Work to be completed: Copy the lines in the records below word for word, from the line containing "stand in this photo." through the line containing "Target: white flower arrangement on stand".

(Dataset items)
■ ■ ■
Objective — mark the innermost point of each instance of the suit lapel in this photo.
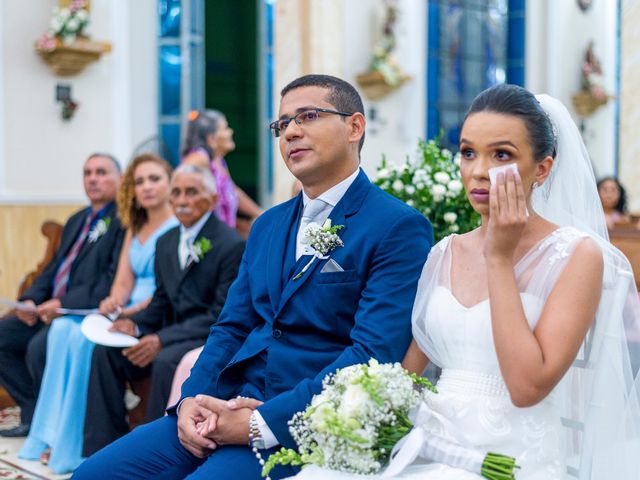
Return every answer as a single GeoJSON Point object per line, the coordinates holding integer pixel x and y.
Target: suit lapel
{"type": "Point", "coordinates": [346, 207]}
{"type": "Point", "coordinates": [88, 245]}
{"type": "Point", "coordinates": [207, 231]}
{"type": "Point", "coordinates": [173, 255]}
{"type": "Point", "coordinates": [276, 260]}
{"type": "Point", "coordinates": [74, 231]}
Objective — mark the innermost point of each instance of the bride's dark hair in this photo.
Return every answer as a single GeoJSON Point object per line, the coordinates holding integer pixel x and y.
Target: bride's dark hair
{"type": "Point", "coordinates": [514, 100]}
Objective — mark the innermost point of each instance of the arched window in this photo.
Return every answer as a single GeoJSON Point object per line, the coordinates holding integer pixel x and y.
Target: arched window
{"type": "Point", "coordinates": [471, 45]}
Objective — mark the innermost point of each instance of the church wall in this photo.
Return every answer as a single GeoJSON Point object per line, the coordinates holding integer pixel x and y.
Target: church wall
{"type": "Point", "coordinates": [41, 156]}
{"type": "Point", "coordinates": [558, 33]}
{"type": "Point", "coordinates": [630, 103]}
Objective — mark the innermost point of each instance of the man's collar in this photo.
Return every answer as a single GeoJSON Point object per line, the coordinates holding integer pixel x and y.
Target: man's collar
{"type": "Point", "coordinates": [335, 193]}
{"type": "Point", "coordinates": [194, 229]}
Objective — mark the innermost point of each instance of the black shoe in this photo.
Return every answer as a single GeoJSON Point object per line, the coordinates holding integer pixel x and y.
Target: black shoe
{"type": "Point", "coordinates": [21, 430]}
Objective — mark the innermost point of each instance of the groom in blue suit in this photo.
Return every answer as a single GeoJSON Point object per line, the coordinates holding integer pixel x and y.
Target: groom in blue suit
{"type": "Point", "coordinates": [299, 309]}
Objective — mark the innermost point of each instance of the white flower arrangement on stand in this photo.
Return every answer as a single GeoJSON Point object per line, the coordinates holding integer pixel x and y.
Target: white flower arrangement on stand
{"type": "Point", "coordinates": [432, 185]}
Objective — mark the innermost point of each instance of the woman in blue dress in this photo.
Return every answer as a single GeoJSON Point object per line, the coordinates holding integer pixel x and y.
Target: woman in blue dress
{"type": "Point", "coordinates": [56, 434]}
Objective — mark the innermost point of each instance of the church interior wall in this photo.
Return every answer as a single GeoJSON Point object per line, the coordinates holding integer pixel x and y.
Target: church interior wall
{"type": "Point", "coordinates": [41, 156]}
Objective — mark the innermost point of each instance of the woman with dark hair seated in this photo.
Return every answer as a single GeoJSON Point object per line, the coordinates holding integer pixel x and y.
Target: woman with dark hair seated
{"type": "Point", "coordinates": [614, 201]}
{"type": "Point", "coordinates": [207, 141]}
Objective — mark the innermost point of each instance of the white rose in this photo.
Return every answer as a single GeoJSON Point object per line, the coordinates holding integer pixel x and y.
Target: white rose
{"type": "Point", "coordinates": [354, 401]}
{"type": "Point", "coordinates": [383, 173]}
{"type": "Point", "coordinates": [82, 15]}
{"type": "Point", "coordinates": [73, 24]}
{"type": "Point", "coordinates": [55, 25]}
{"type": "Point", "coordinates": [320, 416]}
{"type": "Point", "coordinates": [450, 217]}
{"type": "Point", "coordinates": [420, 173]}
{"type": "Point", "coordinates": [441, 177]}
{"type": "Point", "coordinates": [438, 191]}
{"type": "Point", "coordinates": [455, 186]}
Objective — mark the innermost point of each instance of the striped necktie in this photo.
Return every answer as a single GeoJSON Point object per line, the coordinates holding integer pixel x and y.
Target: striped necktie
{"type": "Point", "coordinates": [61, 280]}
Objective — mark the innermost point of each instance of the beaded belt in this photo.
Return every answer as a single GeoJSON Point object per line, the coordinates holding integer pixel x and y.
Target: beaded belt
{"type": "Point", "coordinates": [471, 383]}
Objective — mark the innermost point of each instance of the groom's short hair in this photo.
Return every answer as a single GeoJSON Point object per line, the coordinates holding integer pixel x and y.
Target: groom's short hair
{"type": "Point", "coordinates": [342, 95]}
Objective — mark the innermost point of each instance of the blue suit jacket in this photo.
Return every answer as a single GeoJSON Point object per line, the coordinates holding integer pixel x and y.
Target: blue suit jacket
{"type": "Point", "coordinates": [297, 331]}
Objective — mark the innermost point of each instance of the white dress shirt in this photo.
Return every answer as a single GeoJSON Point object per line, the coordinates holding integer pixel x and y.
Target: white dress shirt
{"type": "Point", "coordinates": [331, 198]}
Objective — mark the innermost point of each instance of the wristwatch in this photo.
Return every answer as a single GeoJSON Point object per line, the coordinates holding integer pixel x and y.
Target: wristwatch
{"type": "Point", "coordinates": [255, 435]}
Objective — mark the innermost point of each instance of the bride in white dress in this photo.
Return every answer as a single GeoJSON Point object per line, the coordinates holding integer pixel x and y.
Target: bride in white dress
{"type": "Point", "coordinates": [507, 310]}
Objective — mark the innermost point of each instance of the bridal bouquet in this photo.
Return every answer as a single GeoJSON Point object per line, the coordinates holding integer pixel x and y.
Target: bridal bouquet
{"type": "Point", "coordinates": [361, 414]}
{"type": "Point", "coordinates": [431, 184]}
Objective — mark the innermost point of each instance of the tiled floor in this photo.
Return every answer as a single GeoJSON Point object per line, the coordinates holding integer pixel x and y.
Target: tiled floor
{"type": "Point", "coordinates": [9, 448]}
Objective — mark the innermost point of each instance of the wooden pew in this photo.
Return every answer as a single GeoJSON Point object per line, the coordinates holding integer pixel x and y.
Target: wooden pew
{"type": "Point", "coordinates": [52, 232]}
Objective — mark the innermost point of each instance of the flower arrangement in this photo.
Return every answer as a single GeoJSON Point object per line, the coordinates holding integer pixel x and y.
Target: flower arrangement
{"type": "Point", "coordinates": [383, 60]}
{"type": "Point", "coordinates": [592, 94]}
{"type": "Point", "coordinates": [431, 184]}
{"type": "Point", "coordinates": [66, 25]}
{"type": "Point", "coordinates": [362, 414]}
{"type": "Point", "coordinates": [353, 424]}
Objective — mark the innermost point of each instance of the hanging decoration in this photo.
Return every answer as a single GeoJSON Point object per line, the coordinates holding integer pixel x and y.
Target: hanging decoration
{"type": "Point", "coordinates": [64, 46]}
{"type": "Point", "coordinates": [385, 74]}
{"type": "Point", "coordinates": [592, 94]}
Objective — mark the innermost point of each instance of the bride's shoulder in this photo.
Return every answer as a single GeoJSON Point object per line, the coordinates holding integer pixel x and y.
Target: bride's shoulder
{"type": "Point", "coordinates": [463, 241]}
{"type": "Point", "coordinates": [566, 242]}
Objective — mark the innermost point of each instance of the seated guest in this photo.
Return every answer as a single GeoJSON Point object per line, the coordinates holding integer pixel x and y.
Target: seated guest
{"type": "Point", "coordinates": [143, 207]}
{"type": "Point", "coordinates": [195, 264]}
{"type": "Point", "coordinates": [79, 276]}
{"type": "Point", "coordinates": [614, 201]}
{"type": "Point", "coordinates": [207, 141]}
{"type": "Point", "coordinates": [182, 373]}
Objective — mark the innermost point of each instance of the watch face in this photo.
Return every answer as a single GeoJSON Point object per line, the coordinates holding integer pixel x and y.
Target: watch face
{"type": "Point", "coordinates": [584, 4]}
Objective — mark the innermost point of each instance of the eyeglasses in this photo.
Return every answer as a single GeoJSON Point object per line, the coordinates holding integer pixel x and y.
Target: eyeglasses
{"type": "Point", "coordinates": [301, 118]}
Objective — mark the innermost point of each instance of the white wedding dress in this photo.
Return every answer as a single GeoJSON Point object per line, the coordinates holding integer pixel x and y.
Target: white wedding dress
{"type": "Point", "coordinates": [472, 396]}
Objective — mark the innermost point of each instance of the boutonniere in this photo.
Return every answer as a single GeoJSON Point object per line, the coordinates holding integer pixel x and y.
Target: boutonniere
{"type": "Point", "coordinates": [319, 242]}
{"type": "Point", "coordinates": [99, 229]}
{"type": "Point", "coordinates": [199, 249]}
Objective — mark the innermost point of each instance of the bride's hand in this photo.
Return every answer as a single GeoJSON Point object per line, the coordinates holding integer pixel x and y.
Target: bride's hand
{"type": "Point", "coordinates": [507, 217]}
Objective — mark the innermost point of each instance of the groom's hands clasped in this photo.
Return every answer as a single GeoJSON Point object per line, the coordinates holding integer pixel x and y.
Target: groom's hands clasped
{"type": "Point", "coordinates": [190, 418]}
{"type": "Point", "coordinates": [228, 423]}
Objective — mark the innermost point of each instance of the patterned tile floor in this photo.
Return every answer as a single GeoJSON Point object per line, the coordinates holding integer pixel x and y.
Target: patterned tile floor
{"type": "Point", "coordinates": [12, 467]}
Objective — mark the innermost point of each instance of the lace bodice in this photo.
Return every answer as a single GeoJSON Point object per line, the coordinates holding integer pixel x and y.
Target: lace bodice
{"type": "Point", "coordinates": [455, 336]}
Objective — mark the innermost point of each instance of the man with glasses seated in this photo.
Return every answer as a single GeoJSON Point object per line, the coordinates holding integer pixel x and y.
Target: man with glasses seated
{"type": "Point", "coordinates": [299, 308]}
■ ■ ■
Result of the task:
Objective — mark the innermost point of each instance of the white flower arrangement on stand in this photo.
Return every answer as a single GeoJSON Point object per line, the coordinates holding integer pixel x and y.
Target: white flower arrangement on stand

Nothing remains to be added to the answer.